AUFGABE A
Entnimm den Datensätzen unten jede Zeile, in der die Zeichenfolge „floor“ vorkommt.

TEXTAUSZUG

Gespräch mit Margret Albers, Leiterin des Deutschen Kinder-Film&Fernseh-Festivals 'Goldener Spatz'

Interview

KJK: Fernsehfilm und Kinofilm standen auf diesem Festival immer auch in Konkurrenz. Hat sich ihr Verhältnis zueinander in den letzten Jahren verändert?
Margret Albers: "Ich denke, diese Rivalität – große Leinwand versus Mattscheibe – wird nicht mehr so verbissen und verkniffen geführt wie einstmals. Es ist einfach ein Faktum geworden, dass Kinderkino ohne Fernsehen eigentlich gar nicht mehr geht. Wenn sich die Macher beider Medien zusammentun, ist es nur im Interesse der Sache, dass mehr Programme und Filme für Kinder entstehen. Dass Fernsehproduktionen auf unserem Festival gezeigt werden, ist nicht nur einzigartig, es bedeutet auch, dass wir diese Chance nutzen müssen, denn das Fernsehen ist der Alltag für die Kinder. Darum ist es wichtig herauszufinden, welche Besonderheiten sich in dieser Alltagskost verstecken und wie die Bandbreite dieses Angebotes ist. Die Grenzen sind ja auch fließend geworden, was man an unserem Eröffnungsfilm sehen kann. 'Kidnapping Mom & Dad' ist eine TV-Produktion von Pro Sieben, die konzipiert als Familienfilm am Abend lief. Für das Festival wurde extra eine Kinokopie hergestellt, nun wird man sehen, was mit dieser Kopie passiert."

Wie steht es um die Situation des deutschen Kinderfilms und des Kinderfernsehens?

EINGABEDATEN
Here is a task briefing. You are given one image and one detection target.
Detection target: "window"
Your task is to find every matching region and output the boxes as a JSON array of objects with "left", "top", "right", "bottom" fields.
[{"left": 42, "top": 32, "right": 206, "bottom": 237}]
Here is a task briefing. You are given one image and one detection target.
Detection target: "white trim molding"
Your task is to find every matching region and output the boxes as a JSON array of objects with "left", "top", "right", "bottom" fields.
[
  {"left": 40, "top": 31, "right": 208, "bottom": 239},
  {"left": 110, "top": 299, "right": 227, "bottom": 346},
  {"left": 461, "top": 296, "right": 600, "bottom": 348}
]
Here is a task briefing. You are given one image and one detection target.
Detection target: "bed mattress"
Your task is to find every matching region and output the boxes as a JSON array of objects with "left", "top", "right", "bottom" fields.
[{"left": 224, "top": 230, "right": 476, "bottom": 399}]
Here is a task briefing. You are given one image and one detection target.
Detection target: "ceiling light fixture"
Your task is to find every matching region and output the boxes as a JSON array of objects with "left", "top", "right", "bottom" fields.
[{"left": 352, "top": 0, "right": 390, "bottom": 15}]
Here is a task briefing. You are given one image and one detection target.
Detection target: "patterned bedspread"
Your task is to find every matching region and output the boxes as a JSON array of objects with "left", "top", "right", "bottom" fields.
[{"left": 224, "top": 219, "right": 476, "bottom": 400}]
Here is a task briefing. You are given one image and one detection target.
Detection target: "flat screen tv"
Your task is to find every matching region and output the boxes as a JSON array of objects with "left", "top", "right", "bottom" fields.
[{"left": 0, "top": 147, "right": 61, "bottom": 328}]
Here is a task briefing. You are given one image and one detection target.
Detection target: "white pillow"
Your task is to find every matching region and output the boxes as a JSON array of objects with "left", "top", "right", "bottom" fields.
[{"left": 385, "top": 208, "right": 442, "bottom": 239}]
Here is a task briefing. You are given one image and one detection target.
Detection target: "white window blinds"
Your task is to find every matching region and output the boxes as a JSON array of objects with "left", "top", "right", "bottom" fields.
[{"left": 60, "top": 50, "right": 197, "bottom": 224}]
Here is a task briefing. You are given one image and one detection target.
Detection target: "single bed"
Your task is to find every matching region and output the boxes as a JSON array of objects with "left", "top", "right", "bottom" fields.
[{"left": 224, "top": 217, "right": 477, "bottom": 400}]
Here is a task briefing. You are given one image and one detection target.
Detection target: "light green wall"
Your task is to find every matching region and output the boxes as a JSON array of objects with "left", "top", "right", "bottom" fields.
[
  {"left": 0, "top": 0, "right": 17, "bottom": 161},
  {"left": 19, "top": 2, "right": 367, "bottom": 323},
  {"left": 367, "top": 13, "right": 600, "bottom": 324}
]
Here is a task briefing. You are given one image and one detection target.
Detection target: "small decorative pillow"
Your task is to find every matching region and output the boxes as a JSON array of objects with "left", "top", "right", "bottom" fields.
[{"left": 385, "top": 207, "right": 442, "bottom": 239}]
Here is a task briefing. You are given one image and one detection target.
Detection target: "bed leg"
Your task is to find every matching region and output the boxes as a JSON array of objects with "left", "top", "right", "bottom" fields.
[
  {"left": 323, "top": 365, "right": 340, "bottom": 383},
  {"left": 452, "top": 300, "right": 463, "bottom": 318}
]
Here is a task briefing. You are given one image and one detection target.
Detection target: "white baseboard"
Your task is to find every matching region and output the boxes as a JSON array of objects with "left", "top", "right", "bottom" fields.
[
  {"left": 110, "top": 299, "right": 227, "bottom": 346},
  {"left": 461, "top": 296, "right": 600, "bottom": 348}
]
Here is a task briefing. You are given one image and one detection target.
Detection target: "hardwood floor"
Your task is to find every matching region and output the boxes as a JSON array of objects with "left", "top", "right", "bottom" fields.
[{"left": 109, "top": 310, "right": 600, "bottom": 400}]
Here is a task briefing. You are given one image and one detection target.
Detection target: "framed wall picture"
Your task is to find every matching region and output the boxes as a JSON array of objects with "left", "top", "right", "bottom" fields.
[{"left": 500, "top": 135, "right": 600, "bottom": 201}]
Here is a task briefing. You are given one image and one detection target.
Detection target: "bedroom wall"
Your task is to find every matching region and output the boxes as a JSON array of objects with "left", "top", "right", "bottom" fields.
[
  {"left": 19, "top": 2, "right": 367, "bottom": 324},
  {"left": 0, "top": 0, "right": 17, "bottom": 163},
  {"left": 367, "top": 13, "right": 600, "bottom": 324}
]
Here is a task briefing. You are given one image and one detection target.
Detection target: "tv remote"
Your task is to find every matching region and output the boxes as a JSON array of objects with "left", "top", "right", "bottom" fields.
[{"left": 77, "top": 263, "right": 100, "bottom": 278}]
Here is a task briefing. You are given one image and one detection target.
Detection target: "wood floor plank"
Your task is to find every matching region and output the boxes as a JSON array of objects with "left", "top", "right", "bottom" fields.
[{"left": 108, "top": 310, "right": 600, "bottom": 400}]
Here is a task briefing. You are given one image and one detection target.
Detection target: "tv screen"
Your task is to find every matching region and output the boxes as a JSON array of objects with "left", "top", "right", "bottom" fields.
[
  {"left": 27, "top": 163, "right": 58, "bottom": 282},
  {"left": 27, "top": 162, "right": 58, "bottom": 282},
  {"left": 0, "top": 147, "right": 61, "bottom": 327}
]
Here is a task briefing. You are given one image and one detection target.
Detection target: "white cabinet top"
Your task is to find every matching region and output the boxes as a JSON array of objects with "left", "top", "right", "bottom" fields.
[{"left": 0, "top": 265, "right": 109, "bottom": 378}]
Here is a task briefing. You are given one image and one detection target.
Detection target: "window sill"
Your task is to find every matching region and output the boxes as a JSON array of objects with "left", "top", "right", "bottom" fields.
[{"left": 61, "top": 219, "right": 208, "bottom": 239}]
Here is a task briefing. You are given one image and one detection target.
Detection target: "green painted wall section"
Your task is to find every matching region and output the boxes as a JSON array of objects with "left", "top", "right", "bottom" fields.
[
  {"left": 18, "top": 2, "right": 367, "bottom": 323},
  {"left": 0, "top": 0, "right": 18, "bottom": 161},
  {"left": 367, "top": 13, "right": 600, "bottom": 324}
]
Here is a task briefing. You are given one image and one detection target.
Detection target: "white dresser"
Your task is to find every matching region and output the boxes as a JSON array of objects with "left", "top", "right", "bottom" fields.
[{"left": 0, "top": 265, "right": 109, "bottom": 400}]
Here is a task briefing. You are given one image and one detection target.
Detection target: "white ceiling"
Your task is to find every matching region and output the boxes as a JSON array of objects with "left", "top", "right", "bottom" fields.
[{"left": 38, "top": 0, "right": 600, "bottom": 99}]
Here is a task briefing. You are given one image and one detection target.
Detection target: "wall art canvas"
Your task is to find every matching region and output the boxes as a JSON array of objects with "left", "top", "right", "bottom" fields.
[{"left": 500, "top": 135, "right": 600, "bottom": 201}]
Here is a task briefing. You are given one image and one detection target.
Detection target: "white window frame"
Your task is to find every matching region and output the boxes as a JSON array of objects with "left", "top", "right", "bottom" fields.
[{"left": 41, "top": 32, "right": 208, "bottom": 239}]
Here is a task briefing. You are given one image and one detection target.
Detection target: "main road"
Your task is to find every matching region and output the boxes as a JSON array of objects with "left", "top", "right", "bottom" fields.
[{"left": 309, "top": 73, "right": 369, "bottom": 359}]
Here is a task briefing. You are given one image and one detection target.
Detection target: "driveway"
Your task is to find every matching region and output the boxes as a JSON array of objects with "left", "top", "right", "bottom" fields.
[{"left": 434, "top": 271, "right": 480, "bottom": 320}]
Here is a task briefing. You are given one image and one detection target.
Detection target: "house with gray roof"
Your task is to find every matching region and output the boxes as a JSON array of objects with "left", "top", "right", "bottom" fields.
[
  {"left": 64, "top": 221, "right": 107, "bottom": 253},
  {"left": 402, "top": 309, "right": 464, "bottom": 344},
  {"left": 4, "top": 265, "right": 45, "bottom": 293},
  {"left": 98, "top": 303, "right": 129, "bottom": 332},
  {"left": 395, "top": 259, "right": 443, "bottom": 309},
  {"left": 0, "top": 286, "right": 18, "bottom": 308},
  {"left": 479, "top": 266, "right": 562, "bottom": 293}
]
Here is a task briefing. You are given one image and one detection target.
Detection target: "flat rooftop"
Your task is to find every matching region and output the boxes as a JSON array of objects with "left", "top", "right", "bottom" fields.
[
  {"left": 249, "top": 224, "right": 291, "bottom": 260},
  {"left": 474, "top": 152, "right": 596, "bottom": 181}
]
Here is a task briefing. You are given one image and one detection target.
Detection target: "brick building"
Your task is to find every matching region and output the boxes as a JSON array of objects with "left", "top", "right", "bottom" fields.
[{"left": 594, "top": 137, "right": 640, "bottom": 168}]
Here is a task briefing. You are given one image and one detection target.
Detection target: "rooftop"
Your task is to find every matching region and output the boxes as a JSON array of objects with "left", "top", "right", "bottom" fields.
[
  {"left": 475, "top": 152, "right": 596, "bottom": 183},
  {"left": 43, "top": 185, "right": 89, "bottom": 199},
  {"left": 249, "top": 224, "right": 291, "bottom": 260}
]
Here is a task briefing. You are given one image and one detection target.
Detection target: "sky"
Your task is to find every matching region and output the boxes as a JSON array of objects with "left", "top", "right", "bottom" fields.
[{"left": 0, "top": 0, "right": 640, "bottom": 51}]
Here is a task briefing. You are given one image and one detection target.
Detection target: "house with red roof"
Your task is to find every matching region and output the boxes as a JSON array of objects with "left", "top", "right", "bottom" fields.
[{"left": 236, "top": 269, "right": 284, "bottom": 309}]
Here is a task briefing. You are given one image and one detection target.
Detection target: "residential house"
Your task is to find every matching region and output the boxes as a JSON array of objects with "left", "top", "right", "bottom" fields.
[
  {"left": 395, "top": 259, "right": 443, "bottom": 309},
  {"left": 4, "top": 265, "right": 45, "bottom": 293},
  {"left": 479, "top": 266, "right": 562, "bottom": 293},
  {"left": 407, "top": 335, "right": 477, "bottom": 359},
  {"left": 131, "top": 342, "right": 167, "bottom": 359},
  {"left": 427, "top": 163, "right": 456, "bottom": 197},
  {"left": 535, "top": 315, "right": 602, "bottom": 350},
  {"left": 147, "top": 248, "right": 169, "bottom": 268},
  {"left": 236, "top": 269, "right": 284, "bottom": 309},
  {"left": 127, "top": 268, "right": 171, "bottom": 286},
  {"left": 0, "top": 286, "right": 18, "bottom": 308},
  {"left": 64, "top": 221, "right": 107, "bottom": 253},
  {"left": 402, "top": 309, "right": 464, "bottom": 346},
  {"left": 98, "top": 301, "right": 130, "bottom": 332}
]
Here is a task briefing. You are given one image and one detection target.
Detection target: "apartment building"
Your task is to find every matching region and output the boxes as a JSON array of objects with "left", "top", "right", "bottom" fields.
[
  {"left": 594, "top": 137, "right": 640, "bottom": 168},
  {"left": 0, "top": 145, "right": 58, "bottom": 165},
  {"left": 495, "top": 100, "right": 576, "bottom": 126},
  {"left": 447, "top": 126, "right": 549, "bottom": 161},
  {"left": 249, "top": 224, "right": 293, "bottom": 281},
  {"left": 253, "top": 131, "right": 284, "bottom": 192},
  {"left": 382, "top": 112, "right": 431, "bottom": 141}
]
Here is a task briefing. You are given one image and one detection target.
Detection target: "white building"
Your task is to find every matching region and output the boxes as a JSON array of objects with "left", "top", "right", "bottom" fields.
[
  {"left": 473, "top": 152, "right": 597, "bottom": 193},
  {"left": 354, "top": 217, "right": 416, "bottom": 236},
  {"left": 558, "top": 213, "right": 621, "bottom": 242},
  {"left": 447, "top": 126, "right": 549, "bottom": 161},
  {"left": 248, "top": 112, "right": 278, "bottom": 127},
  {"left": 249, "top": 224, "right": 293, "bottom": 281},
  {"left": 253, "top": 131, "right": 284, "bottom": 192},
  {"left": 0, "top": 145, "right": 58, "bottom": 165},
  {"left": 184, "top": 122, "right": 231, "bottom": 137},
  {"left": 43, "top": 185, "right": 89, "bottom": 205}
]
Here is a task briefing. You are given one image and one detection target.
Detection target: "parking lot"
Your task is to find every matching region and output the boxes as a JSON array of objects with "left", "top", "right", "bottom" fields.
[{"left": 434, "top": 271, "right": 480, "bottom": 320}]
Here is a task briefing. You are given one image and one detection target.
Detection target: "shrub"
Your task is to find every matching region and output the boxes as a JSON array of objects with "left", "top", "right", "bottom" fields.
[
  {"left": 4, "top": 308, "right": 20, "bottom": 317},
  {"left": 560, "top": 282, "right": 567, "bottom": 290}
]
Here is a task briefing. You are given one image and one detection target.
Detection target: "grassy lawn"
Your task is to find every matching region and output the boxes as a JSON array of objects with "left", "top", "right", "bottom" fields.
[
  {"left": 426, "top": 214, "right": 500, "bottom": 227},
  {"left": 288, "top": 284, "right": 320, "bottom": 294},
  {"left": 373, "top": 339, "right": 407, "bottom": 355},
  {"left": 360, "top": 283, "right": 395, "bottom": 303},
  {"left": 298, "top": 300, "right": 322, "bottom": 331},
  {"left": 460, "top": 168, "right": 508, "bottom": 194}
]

AUFGABE B
Führe das Interview über das Kinderfilmfestival „Goldener Spatz“ oben im Anschluss an seinen letzten Satz fort.

SCHRIFTLICHE ANTWORT A
Detection target: "hardwood floor"
Detection target: "wood floor plank"

SCHRIFTLICHE ANTWORT B
"Wir konnten in diesem Jahr einen Einreichrekord verzeichnen, besonders was die Fernsehproduktionen betrifft. Das Jahr 1997 war ein Boomjahr gerade für das Kinderfernsehen in Deutschland, weil der Kinderkanal auf Sendung gegangen ist und man natürlich dabei sehr ambitioniert zu Werke gegangen ist. Hinzu kam, dass der Kinderkanal mit Nickelodeon einen direkten Konkurrenten hatte, und Konkurrenz belebt ja nun einmal das Geschäft. Davon hat unser Festival in diesem Jahr auf jeden Fall profitiert. Seit Mitte letzten Jahres haben wir allerdings eine ganz andere Situation und ich bin gespannt, wie sich das bei unserem nächsten Festival bemerkbar macht. Nickelodeon wurde eingestellt, und es gab eine Reihe von Umstrukturierungen bei den öffentlich-rechtlichen wie bei den privaten Sendern, die sich darin bemerkbar machen, dass das Angebot für Kinder in der Woche reduziert bzw. bei einigen privaten Anbietern ganz eingestellt wurde. Ich finde es bedauerlich, dass man, wenn man wochentags um 16 Uhr den Fernseher einschaltet, nur noch selten Kinderprogramm zu sehen bekommt. Da müssen die Sender in den nächsten Jahren wieder gute und verlässliche Programmplätze für Kinder schaffen. Es kann einem auch zu denken geben, dass z. B. Super-RTL ausgezeichnete Quoten durch kinderrelevante Programme noch im frühen Abendprogramm erlangt. Es scheint also eine Chance zu geben, die genutzt werden muss. Erfreulicherweise begeistert sich der Regie- und Autorennachwuchs von den Filmhochschulen tendenziell verstärkt für den Kinderfilm. Das liegt zum Teil auch daran, dass einzelne Sender auf die Filmhochschulen zugehen und gemeinsam mit Studenten Projekte entwickeln. Das tut beiden Seiten, glaube ich, sehr gut."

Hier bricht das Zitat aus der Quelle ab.